■ **PROBLEEMOMSCHRIJVING**
Schrijf het vervolg van de passage over het marien ruimtelijk plan, aansluitend op de laatste zin ervan.

■ **GETOONDE PASSAGE**
Artikel 7 van het wetsontwerp bepaalt dat de procedure voor de aanneming van een marien ruimtelijk plan voor de zeegebieden bij koninklijk besluit zal worden vastgesteld. Wanneer zal dat gebeuren? Hoe zal de raadgevende commissie worden samengesteld die een advies moet formuleren?

Ten slotte wenste de heer du Bus de Warnaffe te vernemen of het marien ruimtelijk plan ook een effect zal hebben op al bestaande initiatieven en plannen, zoals de offshoreparken voor energievoorziening. Worden de bestaande plannen in overeenstemming gebracht met het marien ruimtelijk plan dat wordt voorgesteld? In zijn inleidende uiteenzetting had de minister verklaard dat bij het opstellen van het marien ruimtelijk plan ook zal worden rekening gehouden met de opmerkingen van de bevolking door middel van een zogenaamd `assessment' vergelijkbaar met een milieueffectenrapport. Hoe zal dat concreet verlopen? Binnen welke tijdsspanne zal het plan worden opgesteld?

De heer Johan Vande Lanotte, vice-eersteminister en minister van Economie, Consumenten en Noordzee, heeft daarop geantwoord dat de andere betrokken landen van de Europese Unie zich in hetzelfde stadium bevinden als België. De regering heeft zich vooral laten inspireren door de bestaande regelgeving inzake ruimtelijke ordening, eerder dan naar het buitenland te kijken. Op die manier kan men de inspanningen van de verschillende overheidsdiensten zoveel als mogelijk trachten te coördineren en tot een gemeenschappelijk plan komen. Het feit dat de administraties al vertrouwd zijn met de ruimtelijke ordening kan daarbij helpen.

■ **GEGEVENSUITTREKSEL**
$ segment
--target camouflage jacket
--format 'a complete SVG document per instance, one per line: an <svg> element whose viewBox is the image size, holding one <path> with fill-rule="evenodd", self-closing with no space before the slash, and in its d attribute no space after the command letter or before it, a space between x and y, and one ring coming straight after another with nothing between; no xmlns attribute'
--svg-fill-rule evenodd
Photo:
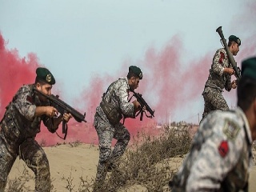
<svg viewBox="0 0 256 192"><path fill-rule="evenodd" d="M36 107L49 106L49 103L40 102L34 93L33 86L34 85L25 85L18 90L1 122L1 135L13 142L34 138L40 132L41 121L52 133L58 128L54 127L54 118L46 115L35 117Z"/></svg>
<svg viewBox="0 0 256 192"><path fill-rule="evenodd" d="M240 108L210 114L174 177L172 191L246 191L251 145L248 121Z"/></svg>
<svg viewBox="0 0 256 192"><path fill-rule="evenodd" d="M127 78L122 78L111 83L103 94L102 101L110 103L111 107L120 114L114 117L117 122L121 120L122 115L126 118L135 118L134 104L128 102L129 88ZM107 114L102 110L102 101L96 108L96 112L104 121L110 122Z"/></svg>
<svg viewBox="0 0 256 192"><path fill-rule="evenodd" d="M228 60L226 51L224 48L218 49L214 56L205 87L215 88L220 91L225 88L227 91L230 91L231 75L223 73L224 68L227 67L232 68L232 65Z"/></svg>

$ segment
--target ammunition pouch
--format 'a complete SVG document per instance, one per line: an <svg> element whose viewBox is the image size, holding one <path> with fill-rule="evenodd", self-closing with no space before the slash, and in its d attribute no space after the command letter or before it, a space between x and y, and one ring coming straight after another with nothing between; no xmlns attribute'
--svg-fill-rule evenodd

■ **ANTWOORDRUIMTE**
De minister hoopt dat België als eerste een regeling zal hebben uitgewerkt die het hele zeeterritorium bestrijkt. Hij gaat ervan uit dat, wanneer eenmaal het wetsontwerp is aangenomen en de nodige uitvoeringsbesluiten zijn genomen, er ongeveer nog een jaar nodig is om de procedure af te ronden.

Wat het zogenaamde assessment betreft, verklaart de minister dat het de bedoeling is dat een studiebureau een ontwerp van plan en milieueffectenrapport opstelt, waarover vervolgens de bevolking kan worden geraadpleegd. De raadgevende commissie die wordt opgericht en waarin de federale, de provinciale en de gewestelijke overheden vertegenwoordigd zullen zijn gelet op hun bevoegdheden en expertise ter zake, dient te antwoorden op de opmerkingen die tijdens de raadpleging naar voren worden gebracht.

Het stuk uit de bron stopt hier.